* start Source extract *

The University of Chicago Law Review (Maroonbook abbreviation: U Chi L Rev) is the flagship law journal published by the University of Chicago Law School. It is among the top five most cited law reviews in the world. Up until 2020, it utilized a different citation system than most law journals—the Maroonbook rather than the Bluebook. The Law Review has announced, however, that it will be switching to the more commonly used Bluebook. It is published quarterly in print and also has an online companion, The University of Chicago Law Review Online.

History 
The Law Review was established in 1933. From 1942 through 1945 the review was published by the faculty due to declining student enrollment at the law school during World War II. Prominent former student members have included Judge Abner J. Mikva, Ohio Attorney General Richard Cordray, Princeton University president Christopher L. Eisgruber, and professor Geoffrey R. Stone (all editors-in-chief); Judges Danny Boggs, Robert Bork, Frank H. Easterbrook, Douglas H. Ginsburg, and David Tatel; professors Marvin Chirelstein, Daniel Fischel, Lawrence M. Friedman, Mary Ann Glendon, and Michael W. McConnell; religious leader Dallin H. Oaks; and co-founder of The Carlyle Group, David M. Rubenstein.

* end Source extract *

• Things to do:
[1] According to the law review passage, who published the review from 1942 through 1945?
[2] Continue the passage about the University of Chicago Law Review from its last sentence.
The data after this passage has no connection to it.

* start Excerpted data *

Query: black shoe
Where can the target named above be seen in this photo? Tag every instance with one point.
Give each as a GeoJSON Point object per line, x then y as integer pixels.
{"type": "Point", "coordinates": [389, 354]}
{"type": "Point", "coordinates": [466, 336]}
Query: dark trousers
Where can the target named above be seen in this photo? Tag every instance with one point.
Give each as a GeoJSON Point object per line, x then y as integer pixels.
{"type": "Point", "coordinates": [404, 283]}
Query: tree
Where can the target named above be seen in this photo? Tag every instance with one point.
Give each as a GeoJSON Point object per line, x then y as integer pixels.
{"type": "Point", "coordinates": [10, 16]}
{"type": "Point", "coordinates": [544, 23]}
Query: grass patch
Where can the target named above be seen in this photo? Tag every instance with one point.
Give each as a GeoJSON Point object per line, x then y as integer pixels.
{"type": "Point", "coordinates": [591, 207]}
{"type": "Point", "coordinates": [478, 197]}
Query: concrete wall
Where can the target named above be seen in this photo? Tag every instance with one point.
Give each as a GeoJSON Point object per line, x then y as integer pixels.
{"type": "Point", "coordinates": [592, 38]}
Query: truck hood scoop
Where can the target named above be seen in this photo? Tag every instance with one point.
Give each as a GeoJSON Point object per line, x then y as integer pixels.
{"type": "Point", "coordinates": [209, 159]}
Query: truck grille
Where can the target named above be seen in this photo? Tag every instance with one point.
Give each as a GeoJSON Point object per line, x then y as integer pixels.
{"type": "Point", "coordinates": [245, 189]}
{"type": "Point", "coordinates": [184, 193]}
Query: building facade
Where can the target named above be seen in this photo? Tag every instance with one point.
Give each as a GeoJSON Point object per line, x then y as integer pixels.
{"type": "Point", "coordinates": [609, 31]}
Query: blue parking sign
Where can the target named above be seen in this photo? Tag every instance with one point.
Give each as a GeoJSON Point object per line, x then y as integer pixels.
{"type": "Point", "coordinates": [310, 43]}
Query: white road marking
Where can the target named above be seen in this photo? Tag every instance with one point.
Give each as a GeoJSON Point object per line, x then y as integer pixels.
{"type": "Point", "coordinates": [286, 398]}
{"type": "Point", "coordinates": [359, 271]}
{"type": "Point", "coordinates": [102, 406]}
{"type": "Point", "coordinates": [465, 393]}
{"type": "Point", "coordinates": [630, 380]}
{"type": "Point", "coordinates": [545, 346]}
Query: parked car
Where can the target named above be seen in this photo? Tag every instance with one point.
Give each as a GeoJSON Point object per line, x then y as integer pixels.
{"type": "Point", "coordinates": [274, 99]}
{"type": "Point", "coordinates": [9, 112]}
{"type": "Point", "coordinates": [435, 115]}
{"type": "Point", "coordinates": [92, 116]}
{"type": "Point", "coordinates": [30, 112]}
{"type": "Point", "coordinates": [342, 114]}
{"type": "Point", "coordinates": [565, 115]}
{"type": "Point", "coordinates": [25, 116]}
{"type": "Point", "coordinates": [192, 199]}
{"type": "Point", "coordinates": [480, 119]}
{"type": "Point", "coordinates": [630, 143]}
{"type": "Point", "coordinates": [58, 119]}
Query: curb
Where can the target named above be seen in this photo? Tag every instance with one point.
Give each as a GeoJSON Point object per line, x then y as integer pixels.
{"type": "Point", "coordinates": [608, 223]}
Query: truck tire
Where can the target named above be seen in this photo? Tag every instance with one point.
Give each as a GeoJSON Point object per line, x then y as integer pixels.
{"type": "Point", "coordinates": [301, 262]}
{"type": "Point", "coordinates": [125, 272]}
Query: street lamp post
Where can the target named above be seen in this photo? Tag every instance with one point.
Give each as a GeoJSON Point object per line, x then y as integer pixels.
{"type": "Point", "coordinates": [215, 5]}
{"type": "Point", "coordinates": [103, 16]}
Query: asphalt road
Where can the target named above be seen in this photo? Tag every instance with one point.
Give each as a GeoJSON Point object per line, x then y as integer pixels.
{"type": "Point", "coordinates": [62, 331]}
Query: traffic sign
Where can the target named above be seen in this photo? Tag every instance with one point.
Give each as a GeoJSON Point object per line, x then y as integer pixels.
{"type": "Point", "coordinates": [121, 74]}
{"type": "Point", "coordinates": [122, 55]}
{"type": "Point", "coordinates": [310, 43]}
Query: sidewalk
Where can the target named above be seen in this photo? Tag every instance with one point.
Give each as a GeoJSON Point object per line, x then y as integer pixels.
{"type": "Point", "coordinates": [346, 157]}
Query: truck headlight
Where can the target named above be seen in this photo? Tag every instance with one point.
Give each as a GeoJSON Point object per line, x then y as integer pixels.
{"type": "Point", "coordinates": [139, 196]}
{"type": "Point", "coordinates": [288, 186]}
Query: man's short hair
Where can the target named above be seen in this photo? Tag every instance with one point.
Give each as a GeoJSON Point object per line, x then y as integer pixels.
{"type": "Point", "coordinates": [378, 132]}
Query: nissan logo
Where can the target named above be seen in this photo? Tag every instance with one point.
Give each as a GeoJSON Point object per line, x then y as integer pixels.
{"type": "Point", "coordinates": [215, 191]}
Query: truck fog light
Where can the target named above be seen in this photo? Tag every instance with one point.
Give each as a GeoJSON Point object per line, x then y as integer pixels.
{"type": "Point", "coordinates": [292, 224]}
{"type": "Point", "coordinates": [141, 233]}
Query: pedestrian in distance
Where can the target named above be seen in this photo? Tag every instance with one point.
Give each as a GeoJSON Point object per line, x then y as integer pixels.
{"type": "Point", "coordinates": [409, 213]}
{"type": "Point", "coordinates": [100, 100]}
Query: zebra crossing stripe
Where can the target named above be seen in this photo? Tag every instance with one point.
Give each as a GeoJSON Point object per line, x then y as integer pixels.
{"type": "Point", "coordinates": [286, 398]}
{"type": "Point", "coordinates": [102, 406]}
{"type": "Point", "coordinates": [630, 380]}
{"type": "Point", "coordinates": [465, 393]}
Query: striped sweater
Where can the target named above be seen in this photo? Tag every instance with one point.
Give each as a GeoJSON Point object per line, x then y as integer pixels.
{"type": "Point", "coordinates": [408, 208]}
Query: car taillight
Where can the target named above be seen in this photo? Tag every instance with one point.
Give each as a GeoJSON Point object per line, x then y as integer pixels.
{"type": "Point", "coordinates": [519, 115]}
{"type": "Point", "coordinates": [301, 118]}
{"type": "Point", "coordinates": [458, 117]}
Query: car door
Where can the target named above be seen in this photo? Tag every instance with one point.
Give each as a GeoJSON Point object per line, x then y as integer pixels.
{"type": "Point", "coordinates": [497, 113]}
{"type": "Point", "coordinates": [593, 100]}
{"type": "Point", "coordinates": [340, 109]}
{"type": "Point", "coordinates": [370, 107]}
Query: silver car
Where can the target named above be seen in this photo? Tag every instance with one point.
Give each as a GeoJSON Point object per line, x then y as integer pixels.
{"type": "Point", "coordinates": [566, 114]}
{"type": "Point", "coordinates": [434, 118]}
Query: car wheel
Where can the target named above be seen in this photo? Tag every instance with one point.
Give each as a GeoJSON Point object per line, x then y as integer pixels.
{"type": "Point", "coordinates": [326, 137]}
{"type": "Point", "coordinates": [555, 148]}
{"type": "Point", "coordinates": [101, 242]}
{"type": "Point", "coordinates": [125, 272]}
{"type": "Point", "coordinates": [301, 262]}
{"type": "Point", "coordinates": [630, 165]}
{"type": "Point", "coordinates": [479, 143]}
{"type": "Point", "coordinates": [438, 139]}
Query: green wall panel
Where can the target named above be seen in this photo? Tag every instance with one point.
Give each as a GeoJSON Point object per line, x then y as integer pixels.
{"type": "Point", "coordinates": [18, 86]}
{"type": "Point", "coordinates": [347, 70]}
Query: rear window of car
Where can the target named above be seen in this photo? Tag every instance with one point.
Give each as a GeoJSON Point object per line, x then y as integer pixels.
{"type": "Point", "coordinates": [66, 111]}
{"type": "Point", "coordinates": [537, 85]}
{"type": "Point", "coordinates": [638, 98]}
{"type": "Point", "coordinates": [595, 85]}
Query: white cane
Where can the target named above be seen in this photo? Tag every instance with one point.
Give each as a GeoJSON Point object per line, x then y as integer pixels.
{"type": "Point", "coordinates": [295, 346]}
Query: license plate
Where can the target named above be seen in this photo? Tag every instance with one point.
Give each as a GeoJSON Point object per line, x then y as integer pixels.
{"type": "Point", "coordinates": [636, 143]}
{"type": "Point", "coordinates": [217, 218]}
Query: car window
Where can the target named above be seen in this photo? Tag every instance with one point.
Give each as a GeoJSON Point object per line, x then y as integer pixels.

* end Excerpted data *

• Task responses:
[1] The faculty published it.

[2]
Content 
The Law Review is edited by student journal members (University of Chicago Law School students selected on the basis of their grades or performance on a writing assignment after the first year). It publishes articles written by scholars and lawyers from around the world, as well as student articles, or "Comments." Prominent legal figures who have published in the journal include:  Supreme Court Justices William J. Brennan Jr., Tom C. Clark, William O. Douglas, Felix Frankfurter, Antonin Scalia, and John Paul Stevens; Judges David L. Bazelon, Charles D. Breitel, Guido Calabresi, Henry Friendly, Richard Posner, Patricia Wald, Jack B. Weinstein, and Ralph K. Winter; Justice Roger Traynor of the California Supreme Court; and Professors Bruce Ackerman, Ronald Dworkin, H. L. A. Hart, Karl Llewellyn, John Rawls, John Henry Wigmore, Samuel Williston, and Brainerd Currie; and even J. Edgar Hoover.

According to the Journal Citation Reports, the journal has a 2016 impact factor of 2.284.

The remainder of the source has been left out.